Exercise details
Lines from the one containing "[point] at the dark" through the end of the data are to be returned exactly, and no others.

-- -- --

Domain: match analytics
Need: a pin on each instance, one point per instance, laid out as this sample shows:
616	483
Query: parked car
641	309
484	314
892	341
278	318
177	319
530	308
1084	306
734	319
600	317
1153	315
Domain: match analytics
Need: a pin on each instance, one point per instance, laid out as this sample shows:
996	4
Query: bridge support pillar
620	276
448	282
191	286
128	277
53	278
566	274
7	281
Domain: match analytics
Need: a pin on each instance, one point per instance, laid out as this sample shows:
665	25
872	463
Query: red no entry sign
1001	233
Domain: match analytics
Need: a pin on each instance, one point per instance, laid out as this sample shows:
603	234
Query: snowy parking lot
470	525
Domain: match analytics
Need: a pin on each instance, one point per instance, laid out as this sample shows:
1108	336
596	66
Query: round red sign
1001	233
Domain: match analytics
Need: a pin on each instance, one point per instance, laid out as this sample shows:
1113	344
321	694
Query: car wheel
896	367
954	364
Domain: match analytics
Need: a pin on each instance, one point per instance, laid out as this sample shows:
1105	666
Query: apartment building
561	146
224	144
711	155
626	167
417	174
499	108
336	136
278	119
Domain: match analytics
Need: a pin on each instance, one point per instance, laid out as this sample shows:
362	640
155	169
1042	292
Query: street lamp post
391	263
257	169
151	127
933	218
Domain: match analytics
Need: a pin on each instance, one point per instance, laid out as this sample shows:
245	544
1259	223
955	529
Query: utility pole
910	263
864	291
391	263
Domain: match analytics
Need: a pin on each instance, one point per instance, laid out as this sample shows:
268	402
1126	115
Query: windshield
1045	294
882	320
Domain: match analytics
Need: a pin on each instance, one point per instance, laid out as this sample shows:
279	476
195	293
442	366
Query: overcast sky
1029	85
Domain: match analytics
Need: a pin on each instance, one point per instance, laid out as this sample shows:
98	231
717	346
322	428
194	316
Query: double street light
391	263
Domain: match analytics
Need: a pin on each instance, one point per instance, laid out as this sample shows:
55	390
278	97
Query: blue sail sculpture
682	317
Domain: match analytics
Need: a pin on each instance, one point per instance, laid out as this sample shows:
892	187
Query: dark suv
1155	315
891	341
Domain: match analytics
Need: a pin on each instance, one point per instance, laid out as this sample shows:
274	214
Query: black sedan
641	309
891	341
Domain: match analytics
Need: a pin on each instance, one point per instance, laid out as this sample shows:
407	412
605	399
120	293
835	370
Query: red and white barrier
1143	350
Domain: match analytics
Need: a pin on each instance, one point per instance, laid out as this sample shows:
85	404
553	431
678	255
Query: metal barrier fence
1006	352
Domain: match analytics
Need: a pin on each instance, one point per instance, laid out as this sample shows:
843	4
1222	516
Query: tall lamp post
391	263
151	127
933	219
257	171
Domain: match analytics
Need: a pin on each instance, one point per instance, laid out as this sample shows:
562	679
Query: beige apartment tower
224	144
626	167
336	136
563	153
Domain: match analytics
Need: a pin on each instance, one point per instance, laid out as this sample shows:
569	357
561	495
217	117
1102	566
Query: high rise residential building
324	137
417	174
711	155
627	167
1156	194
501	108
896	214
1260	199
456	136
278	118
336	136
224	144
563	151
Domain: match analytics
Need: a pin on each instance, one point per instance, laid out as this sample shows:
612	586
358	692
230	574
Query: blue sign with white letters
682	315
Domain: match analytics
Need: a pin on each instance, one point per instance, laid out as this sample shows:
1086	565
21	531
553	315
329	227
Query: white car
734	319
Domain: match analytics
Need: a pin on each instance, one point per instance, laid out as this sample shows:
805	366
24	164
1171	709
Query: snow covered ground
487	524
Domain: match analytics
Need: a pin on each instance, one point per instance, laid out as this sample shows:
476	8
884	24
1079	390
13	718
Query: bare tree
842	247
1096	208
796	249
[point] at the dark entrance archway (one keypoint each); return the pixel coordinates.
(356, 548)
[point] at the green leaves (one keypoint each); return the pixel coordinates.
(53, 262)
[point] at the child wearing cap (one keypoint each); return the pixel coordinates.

-- -- --

Response
[point] at the dark entrance archway (one keypoint each); return the pixel coordinates.
(356, 548)
[point] at the green leaves (one keypoint each); return the pixel coordinates.
(53, 262)
[point] at the child wearing cap (one keypoint each); return the pixel coordinates.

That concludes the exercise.